━━━ PROVIDED DATA
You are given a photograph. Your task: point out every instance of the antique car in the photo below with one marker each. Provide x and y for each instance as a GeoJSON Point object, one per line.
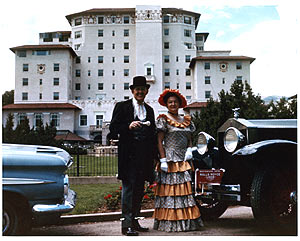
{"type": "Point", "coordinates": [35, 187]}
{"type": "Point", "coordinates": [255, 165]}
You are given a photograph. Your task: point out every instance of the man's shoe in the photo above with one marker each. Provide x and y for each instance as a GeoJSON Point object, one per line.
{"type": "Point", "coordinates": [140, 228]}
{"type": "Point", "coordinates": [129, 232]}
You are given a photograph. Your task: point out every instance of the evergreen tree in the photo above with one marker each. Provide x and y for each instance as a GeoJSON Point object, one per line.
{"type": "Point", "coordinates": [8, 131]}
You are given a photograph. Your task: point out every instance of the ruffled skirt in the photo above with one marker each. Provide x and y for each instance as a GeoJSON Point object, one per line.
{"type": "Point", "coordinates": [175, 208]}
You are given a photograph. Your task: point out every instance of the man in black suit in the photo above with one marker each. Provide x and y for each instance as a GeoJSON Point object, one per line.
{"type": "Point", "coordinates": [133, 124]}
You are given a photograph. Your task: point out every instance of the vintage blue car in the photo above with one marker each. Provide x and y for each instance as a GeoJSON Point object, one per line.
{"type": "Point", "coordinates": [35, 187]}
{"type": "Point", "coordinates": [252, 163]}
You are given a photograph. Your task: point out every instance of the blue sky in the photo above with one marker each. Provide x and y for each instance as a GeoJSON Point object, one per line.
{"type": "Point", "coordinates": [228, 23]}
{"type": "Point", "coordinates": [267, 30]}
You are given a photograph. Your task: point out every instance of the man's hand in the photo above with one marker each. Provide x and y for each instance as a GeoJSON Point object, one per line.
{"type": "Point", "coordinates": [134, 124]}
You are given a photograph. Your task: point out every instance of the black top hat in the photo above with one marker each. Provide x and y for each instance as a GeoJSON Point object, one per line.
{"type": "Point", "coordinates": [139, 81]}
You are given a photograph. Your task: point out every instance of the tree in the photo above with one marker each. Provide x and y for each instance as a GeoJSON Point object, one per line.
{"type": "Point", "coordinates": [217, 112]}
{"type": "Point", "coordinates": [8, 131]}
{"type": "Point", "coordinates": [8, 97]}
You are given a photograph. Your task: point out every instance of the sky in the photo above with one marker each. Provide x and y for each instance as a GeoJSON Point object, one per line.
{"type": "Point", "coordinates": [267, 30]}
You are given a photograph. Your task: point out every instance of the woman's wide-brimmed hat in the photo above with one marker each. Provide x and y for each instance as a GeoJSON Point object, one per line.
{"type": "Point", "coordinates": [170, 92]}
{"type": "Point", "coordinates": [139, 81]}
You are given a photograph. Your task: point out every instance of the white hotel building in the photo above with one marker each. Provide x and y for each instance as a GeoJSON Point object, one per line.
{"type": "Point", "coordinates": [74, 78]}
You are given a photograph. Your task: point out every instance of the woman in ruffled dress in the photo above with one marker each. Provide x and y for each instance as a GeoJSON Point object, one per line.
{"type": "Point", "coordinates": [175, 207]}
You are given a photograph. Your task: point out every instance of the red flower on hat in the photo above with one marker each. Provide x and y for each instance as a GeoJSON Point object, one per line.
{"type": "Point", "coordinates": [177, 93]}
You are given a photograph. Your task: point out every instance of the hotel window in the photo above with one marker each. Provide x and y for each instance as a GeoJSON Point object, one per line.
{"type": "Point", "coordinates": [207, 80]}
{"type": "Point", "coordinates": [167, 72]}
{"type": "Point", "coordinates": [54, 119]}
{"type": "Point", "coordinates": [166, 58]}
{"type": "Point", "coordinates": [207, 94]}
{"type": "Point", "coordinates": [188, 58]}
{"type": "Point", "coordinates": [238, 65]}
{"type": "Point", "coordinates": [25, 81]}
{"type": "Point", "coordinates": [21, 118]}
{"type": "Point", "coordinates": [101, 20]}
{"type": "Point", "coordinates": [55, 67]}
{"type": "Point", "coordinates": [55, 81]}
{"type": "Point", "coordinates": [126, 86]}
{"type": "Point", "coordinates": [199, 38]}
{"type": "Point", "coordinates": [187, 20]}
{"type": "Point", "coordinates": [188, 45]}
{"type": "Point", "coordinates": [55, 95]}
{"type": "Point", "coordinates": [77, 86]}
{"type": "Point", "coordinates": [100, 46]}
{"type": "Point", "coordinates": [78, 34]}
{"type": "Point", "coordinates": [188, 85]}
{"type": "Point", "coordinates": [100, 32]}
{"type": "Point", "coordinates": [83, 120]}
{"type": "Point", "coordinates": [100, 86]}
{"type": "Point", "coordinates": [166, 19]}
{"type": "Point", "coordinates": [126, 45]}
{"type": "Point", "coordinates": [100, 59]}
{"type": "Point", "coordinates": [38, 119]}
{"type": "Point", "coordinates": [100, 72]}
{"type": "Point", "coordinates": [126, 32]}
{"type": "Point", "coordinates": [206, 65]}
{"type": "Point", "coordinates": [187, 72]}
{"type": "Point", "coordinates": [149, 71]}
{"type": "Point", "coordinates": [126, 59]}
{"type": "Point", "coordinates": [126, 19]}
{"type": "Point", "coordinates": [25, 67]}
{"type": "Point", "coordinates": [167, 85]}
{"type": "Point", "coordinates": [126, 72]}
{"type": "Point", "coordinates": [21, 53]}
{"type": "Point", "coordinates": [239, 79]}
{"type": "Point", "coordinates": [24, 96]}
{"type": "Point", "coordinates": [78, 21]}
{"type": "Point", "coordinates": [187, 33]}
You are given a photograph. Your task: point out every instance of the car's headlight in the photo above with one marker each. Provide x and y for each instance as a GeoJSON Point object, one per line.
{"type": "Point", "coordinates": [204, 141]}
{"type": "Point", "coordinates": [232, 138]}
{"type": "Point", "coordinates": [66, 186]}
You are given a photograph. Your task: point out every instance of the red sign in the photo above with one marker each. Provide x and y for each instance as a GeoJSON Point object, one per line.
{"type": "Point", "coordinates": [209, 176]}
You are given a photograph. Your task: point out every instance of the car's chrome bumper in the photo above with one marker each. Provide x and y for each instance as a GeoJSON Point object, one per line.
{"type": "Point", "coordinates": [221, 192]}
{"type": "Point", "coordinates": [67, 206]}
━━━━━━
• WHAT THE TASK REQUIRES
Omit every image. Quote each record exactly.

• EXERCISE ANSWER
You are given a photograph. Your task: point out every instance of the antique car in the photo below with one marker each. Provide x and y for each instance as a GeoJSON Point object, one per line.
{"type": "Point", "coordinates": [35, 187]}
{"type": "Point", "coordinates": [255, 165]}
You are given a photograph. Your task: point out every instance of the man's shoe in the photo above with one marker each. Provide x and y for each instance as a GeoJSON Point object, one per line.
{"type": "Point", "coordinates": [140, 228]}
{"type": "Point", "coordinates": [129, 232]}
You are given a photograph. Your task: point out every instance of the evergreen tree in the photo above with one marker each. Provide x and y for each instance as a GeoJSON Point object, one per line.
{"type": "Point", "coordinates": [8, 131]}
You are given a photograph. Your task: point out every instance of the ruffled skirt in the photo above with one marker each. Provide x and y for each instance as a GeoJSON Point object, one per line.
{"type": "Point", "coordinates": [175, 208]}
You are given a photograph. Your task: point out every instance of the man in black suit in the photo above with one marker each. Provide x and y for each instance as a GeoJSON Point object, one per line.
{"type": "Point", "coordinates": [133, 124]}
You are given a photograph. Your task: point out every instance of the vintage blue car in the photo above with one marker each. Provide x and y for each instance as a GeoJSON Point object, one per line.
{"type": "Point", "coordinates": [35, 187]}
{"type": "Point", "coordinates": [252, 163]}
You are given a photograph. Your task: point out every instance of the blue sky in the photo above with one marker each. Provide x and y for each instance as a GeoJSON Point object, one per line.
{"type": "Point", "coordinates": [228, 23]}
{"type": "Point", "coordinates": [267, 30]}
You are given a photograph. Your task: point out every instance of the man's hand in the photo above with one marker each. Provide x and y for each instance as a GeoJSON Point object, one per line.
{"type": "Point", "coordinates": [134, 124]}
You are given a photograph. Your task: point out every instance of the black top hat in the photo above with one marker each. Provide x and y for each instance as a GeoJSON Point object, one per line.
{"type": "Point", "coordinates": [139, 81]}
You are given a photograph. Your task: point out every instance of the tree in the photo above with one marker each. Provide x and y for each instance as a GeoJSON Point object, one per line.
{"type": "Point", "coordinates": [217, 112]}
{"type": "Point", "coordinates": [8, 131]}
{"type": "Point", "coordinates": [8, 97]}
You are given a photograph. Your task: point out every instance of the sky in the photo above with one marker each. Provide x and y for each instance as a GeoJSON Point object, one per line.
{"type": "Point", "coordinates": [267, 30]}
You are given a photograph. Your task: point out every instance of the woman's wide-brimmed hat in the photo above with one marker each. Provide x and y for each instance as a GeoJSON Point object, one per line.
{"type": "Point", "coordinates": [170, 92]}
{"type": "Point", "coordinates": [139, 81]}
You are given a photograph. Your task: point out every instance of the white hotel building in the photo above with one marker each. Provide x and y for each instance as a GeoJSON Point object, one per line.
{"type": "Point", "coordinates": [74, 78]}
You are given a photograph. Your task: point out every instance of the woman in ruffled dress in the photo above with one marker each. Provide x and y for each instance as a GeoJSON Point object, one per line.
{"type": "Point", "coordinates": [175, 207]}
You are given a photograph. Your task: point out every instance of the red flower on hat in the photo above with one marker each. Provide x and y for each instance as a GeoJSON Point object, one per line.
{"type": "Point", "coordinates": [177, 93]}
You are given a photograph. Your task: point out every instance of the hotel window in the photo above with one marker each. Provide x and y for each instance as a GeoJSON Point object, one per line.
{"type": "Point", "coordinates": [207, 80]}
{"type": "Point", "coordinates": [167, 72]}
{"type": "Point", "coordinates": [54, 119]}
{"type": "Point", "coordinates": [166, 58]}
{"type": "Point", "coordinates": [207, 94]}
{"type": "Point", "coordinates": [188, 58]}
{"type": "Point", "coordinates": [238, 65]}
{"type": "Point", "coordinates": [25, 81]}
{"type": "Point", "coordinates": [21, 118]}
{"type": "Point", "coordinates": [101, 20]}
{"type": "Point", "coordinates": [55, 67]}
{"type": "Point", "coordinates": [55, 81]}
{"type": "Point", "coordinates": [126, 86]}
{"type": "Point", "coordinates": [199, 38]}
{"type": "Point", "coordinates": [187, 20]}
{"type": "Point", "coordinates": [188, 45]}
{"type": "Point", "coordinates": [55, 95]}
{"type": "Point", "coordinates": [77, 86]}
{"type": "Point", "coordinates": [100, 46]}
{"type": "Point", "coordinates": [78, 34]}
{"type": "Point", "coordinates": [188, 85]}
{"type": "Point", "coordinates": [100, 32]}
{"type": "Point", "coordinates": [83, 120]}
{"type": "Point", "coordinates": [100, 86]}
{"type": "Point", "coordinates": [166, 19]}
{"type": "Point", "coordinates": [126, 45]}
{"type": "Point", "coordinates": [100, 59]}
{"type": "Point", "coordinates": [38, 119]}
{"type": "Point", "coordinates": [100, 72]}
{"type": "Point", "coordinates": [126, 32]}
{"type": "Point", "coordinates": [206, 65]}
{"type": "Point", "coordinates": [187, 72]}
{"type": "Point", "coordinates": [149, 71]}
{"type": "Point", "coordinates": [126, 59]}
{"type": "Point", "coordinates": [126, 19]}
{"type": "Point", "coordinates": [25, 67]}
{"type": "Point", "coordinates": [167, 85]}
{"type": "Point", "coordinates": [126, 72]}
{"type": "Point", "coordinates": [21, 53]}
{"type": "Point", "coordinates": [239, 79]}
{"type": "Point", "coordinates": [24, 96]}
{"type": "Point", "coordinates": [78, 21]}
{"type": "Point", "coordinates": [187, 33]}
You are given a photograph. Your task: point out every instance of the car's headlight in the photo above with one marker each. Provide x and y for each instance as a GeoJSON Point object, one per line.
{"type": "Point", "coordinates": [204, 141]}
{"type": "Point", "coordinates": [232, 138]}
{"type": "Point", "coordinates": [66, 186]}
You are given a photograph. Your task: point out every instance of the red sign in the photo above with one marker each. Provide x and y for each instance as a GeoJSON Point object, one per line.
{"type": "Point", "coordinates": [209, 176]}
You are given a photograph. Your task: point out every instance of the car's chrome bumper in the photo above with one marker each. Provide x and y for each instance as a GeoJSON Point object, one per line.
{"type": "Point", "coordinates": [221, 192]}
{"type": "Point", "coordinates": [67, 206]}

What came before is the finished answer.